Data for this task:
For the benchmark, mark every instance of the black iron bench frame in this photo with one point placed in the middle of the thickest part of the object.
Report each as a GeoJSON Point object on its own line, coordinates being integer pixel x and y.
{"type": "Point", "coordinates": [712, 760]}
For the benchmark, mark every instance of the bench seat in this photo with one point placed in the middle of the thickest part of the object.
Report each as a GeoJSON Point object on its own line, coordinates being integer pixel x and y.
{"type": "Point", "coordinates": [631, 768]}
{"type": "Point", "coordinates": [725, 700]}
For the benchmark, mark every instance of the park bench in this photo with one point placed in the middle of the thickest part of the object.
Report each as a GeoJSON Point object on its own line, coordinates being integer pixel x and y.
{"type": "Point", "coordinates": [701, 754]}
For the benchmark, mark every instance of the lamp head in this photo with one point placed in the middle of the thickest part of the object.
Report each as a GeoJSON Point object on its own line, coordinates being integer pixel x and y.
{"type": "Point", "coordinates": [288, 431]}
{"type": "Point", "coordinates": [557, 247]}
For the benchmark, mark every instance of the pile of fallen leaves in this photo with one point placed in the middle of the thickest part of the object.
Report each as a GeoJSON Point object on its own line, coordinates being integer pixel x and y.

Problem requirements:
Reproduce all of the lines above, requests included, scaling each x and y point coordinate in the answers by 1.95 and rounding it to the nearest whole number, with halves rounded up. Keep the requests unchanged.

Reply:
For the benchmark, mark every instance of the black iron bench frame in this photo with one point placed in the middle of the thickest part of the object.
Report each as a GeoJSON Point object on its own line, coordinates being integer pixel x and y.
{"type": "Point", "coordinates": [1388, 1482]}
For the benchmark, mark every instance of the bench seat in this photo with one point placed in the middle of the thickest part of the object.
Report each as a GeoJSON Point object on its own line, coordinates being integer pixel x and y.
{"type": "Point", "coordinates": [1230, 1498]}
{"type": "Point", "coordinates": [1414, 1365]}
For the benchmark, mark every instance of the park bench in this photo with one point placed in the middle of the thickest part of the object.
Report each as a GeoJSON Point object on its own line, coordinates being integer pixel x and y.
{"type": "Point", "coordinates": [1367, 1470]}
For the benchmark, mark every instance of the lamp head in this photo with one point placed in the middle of the thickest part of the object.
Report each as a GeoJSON Point object on its own line, coordinates being integer pixel x and y.
{"type": "Point", "coordinates": [562, 840]}
{"type": "Point", "coordinates": [1086, 482]}
For the benchmark, mark every instance of the pile of fallen leaves in this photo with one point placed in the middle of the thickest part of the object.
Report each as a GeoJSON Point object on its own line, coordinates being integer pixel x and y.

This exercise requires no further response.